Description of the task:
Any picture in the listing is left out of the copy; all else is duplicated exactly.

Source data:

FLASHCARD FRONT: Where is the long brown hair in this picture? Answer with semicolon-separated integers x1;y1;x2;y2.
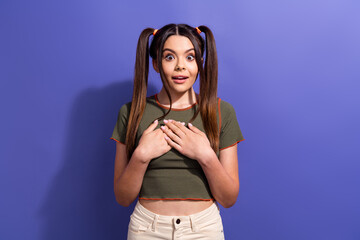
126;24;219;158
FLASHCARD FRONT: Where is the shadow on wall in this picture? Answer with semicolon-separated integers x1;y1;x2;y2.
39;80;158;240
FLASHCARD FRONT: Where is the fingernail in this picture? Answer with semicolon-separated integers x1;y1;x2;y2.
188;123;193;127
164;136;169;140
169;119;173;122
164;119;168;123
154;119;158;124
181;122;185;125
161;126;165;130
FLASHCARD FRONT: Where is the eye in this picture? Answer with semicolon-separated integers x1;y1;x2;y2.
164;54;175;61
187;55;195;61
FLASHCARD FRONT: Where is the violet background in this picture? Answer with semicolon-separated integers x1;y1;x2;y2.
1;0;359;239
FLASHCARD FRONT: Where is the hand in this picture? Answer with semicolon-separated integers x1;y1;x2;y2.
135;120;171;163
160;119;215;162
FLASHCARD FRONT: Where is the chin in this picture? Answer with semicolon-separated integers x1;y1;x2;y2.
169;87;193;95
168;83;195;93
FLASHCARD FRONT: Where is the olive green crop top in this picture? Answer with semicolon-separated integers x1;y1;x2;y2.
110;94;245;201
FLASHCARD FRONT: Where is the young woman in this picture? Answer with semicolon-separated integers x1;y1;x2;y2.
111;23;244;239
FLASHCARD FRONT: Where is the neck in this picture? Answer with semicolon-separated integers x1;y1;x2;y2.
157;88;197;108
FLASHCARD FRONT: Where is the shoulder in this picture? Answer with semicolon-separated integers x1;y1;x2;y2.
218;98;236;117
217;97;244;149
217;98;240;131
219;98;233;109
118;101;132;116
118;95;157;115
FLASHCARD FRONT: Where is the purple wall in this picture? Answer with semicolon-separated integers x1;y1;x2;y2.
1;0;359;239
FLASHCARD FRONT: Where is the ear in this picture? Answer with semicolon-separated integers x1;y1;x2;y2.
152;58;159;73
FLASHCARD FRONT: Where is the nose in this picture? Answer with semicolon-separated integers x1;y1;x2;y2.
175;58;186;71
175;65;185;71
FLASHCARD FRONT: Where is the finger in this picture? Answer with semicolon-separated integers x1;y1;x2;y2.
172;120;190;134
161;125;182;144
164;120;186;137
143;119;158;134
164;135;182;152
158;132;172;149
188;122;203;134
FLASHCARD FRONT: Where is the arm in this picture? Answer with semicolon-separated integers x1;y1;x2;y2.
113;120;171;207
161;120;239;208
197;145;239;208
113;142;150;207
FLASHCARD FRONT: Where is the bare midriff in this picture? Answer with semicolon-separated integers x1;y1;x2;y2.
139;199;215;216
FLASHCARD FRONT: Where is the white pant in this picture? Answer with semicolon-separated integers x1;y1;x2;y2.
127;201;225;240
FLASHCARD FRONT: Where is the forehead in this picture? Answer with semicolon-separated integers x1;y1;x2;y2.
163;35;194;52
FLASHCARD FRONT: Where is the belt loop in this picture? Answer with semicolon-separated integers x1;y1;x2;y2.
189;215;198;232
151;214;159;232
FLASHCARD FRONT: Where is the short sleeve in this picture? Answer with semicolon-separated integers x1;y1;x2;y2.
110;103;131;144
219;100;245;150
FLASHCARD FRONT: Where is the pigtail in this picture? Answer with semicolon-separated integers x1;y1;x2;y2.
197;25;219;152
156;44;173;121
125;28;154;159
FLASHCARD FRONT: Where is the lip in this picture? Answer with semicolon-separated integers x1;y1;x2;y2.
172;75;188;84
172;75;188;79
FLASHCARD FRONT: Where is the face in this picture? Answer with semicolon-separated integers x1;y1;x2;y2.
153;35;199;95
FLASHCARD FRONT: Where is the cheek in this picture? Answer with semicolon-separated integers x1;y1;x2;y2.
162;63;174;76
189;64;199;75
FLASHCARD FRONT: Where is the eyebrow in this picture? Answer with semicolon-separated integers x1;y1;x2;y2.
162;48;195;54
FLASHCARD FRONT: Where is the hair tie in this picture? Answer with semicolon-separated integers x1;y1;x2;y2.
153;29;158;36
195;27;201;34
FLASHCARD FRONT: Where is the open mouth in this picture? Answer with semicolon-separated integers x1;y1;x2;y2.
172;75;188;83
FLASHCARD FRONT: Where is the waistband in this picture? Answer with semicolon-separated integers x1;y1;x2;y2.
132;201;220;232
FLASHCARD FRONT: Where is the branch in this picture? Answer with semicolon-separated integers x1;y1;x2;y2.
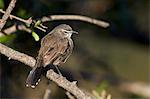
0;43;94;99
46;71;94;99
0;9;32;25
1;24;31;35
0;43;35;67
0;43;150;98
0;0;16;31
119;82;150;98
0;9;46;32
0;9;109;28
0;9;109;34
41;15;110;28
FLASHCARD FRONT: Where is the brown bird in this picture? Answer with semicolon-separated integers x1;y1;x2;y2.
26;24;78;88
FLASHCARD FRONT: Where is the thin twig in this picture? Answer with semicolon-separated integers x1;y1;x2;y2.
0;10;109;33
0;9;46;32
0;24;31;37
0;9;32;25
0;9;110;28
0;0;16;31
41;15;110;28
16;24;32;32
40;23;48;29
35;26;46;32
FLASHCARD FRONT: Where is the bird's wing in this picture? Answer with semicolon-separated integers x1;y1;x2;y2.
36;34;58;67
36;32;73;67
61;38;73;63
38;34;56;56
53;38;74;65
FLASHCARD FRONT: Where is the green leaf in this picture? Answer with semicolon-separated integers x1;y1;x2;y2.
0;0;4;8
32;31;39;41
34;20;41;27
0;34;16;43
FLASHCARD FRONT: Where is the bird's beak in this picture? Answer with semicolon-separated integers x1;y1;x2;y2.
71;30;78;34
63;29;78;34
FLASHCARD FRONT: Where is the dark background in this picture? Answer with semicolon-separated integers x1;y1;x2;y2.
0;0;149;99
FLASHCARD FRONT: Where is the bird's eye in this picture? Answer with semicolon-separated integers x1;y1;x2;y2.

Result of this task:
FLASHCARD FRONT: Where is the long brown hair in this picture? Answer with semicolon-separated integers x1;y1;x2;y2.
126;24;219;158
FLASHCARD FRONT: Where is the shadow on wall in this picture? Answer with semicolon-separated integers x1;y1;x2;y2.
39;80;158;240
FLASHCARD FRONT: Where is the fingernail in this picture? Answer with semicolon-separated integers x1;y1;x2;y2.
188;123;193;127
164;136;169;140
169;119;173;122
164;119;168;123
154;119;158;124
181;122;185;125
161;126;165;130
FLASHCARD FRONT: Where is the eye in this picture? Answer with semicolon-separated integers x1;y1;x2;y2.
164;54;175;61
187;55;195;61
FLASHCARD FRONT: Where is the violet background in this picture? Answer with semicolon-separated integers x1;y1;x2;y2.
1;0;359;239
FLASHCARD FRONT: Where is the hand in this picture? Answer with semicolon-separated integers x1;y1;x2;y2.
135;120;171;163
160;119;215;162
FLASHCARD FRONT: Where is the chin in this picture? Answer with semicolon-separated integers x1;y1;x2;y2.
169;87;193;95
168;83;195;93
FLASHCARD FRONT: Where is the olive green crop top in this picture? Answer with semicolon-separated integers x1;y1;x2;y2.
110;94;245;201
FLASHCARD FRONT: Where is the young woman in this picture? Answer with semicolon-separated integers x1;y1;x2;y2.
111;23;244;239
FLASHCARD FRONT: Where is the neck in this picture? Answer with semicolon-separated integers x1;y1;x2;y2.
157;88;197;108
FLASHCARD FRONT: Where is the shoulder in this picture? Answer with semicolon-separated integers x1;y1;x2;y2.
218;98;236;117
217;97;244;149
217;98;240;131
219;98;233;109
118;101;132;116
118;95;157;115
FLASHCARD FRONT: Where is the purple wall in this picture? Answer with semicolon-separated integers x1;y1;x2;y2.
1;0;359;239
FLASHCARD FRONT: Where is the ear in this picture? Answer with semicolon-separated integers x1;y1;x2;y2.
152;58;159;73
FLASHCARD FRONT: Where is the nose in this picture? Answer with semicolon-separated integers x1;y1;x2;y2.
175;58;186;71
175;65;185;71
FLASHCARD FRONT: Where is the finger in this picture? Answer with semicolon-separated integers x1;y1;x2;y2.
172;120;190;134
161;125;182;144
164;120;186;137
143;119;158;134
164;135;182;152
158;132;172;149
188;122;203;134
FLASHCARD FRONT: Where is the arm in this picture? Answer with semicolon-separated integers x1;y1;x2;y2.
113;120;171;207
161;120;239;208
197;145;239;208
113;142;150;207
FLASHCARD FRONT: Where is the bare midriff in this picture? Answer with semicolon-separated integers x1;y1;x2;y2.
139;199;215;216
FLASHCARD FRONT: Where is the white pant in this picture? Answer with semicolon-separated integers x1;y1;x2;y2.
127;201;225;240
FLASHCARD FRONT: Where is the forehead in this picture? Answer with semicolon-separated integers x1;y1;x2;y2.
163;35;194;52
FLASHCARD FRONT: Where is the belt loop in this picture? Answer with semicolon-separated integers x1;y1;x2;y2.
189;215;198;232
151;214;159;232
FLASHCARD FRONT: Where is the short sleeve in this picture? Answer with semicolon-separated integers x1;y1;x2;y2.
110;103;131;144
219;100;245;150
FLASHCARD FRONT: Where is the pigtail in this picture? Answer with semicolon-separated integers x1;y1;x2;y2.
197;25;219;152
156;44;173;121
125;28;154;159
FLASHCARD FRONT: Where is the lip in this picture? Answer with semicolon-separated integers x1;y1;x2;y2.
172;75;188;84
172;75;188;79
FLASHCARD FRONT: Where is the face in this picture? Answer with semicolon-separated integers x1;y1;x2;y2.
153;35;199;95
FLASHCARD FRONT: Where is the cheek in this picture? Answer with semicolon-separated integers x1;y1;x2;y2.
162;63;174;76
189;64;199;75
FLASHCARD FRONT: Where is the eyebrow in this picture? Answer with semicolon-separated integers x1;y1;x2;y2.
162;48;195;54
FLASHCARD FRONT: Where is the hair tie in this picture? Answer with semicolon-separated integers x1;y1;x2;y2.
153;29;158;36
195;27;201;34
FLASHCARD FRONT: Where is the open mouth in this picture? Answer with semicolon-separated integers x1;y1;x2;y2.
172;75;188;83
FLASHCARD FRONT: Where is the waistband in this picture? Answer with semicolon-separated integers x1;y1;x2;y2.
132;201;220;232
FLASHCARD FRONT: Where is the branch in this picture? Answer with semicolon-separated integers x1;y1;x2;y2.
0;43;94;99
46;71;94;99
0;9;32;25
1;24;31;35
0;43;35;67
0;43;150;98
0;0;16;31
119;82;150;98
0;9;46;32
0;9;109;28
0;9;109;34
41;15;110;28
FLASHCARD FRONT: Where is the brown bird in this picture? Answer with semicolon-separated integers x1;y1;x2;y2.
26;24;78;88
FLASHCARD FRONT: Where is the thin twig in this picture? Answer with semicolon-separated integers x1;y1;x2;y2.
0;10;109;33
0;9;46;32
0;24;31;37
0;9;32;25
0;9;110;28
0;0;16;31
41;15;110;28
16;24;32;32
40;23;48;29
35;26;46;32
FLASHCARD FRONT: Where is the bird's wing in this picture? Answer with semicolon-separated integers x1;y1;x2;y2.
36;34;58;67
36;32;73;67
61;38;73;63
38;34;56;56
53;38;74;65
FLASHCARD FRONT: Where is the green leaf in this picture? Answer with semicolon-separated integers x1;y1;x2;y2.
0;0;4;8
32;31;39;41
34;20;41;27
0;34;16;43
FLASHCARD FRONT: Where is the bird's beak in this picture? Answer with semicolon-separated integers x1;y1;x2;y2.
71;30;78;34
63;29;78;34
FLASHCARD FRONT: Where is the dark background in this picture? Answer with semicolon-separated integers x1;y1;x2;y2.
0;0;149;99
FLASHCARD FRONT: Where is the bird's eye in this picture? Answer with semicolon-separated integers x1;y1;x2;y2.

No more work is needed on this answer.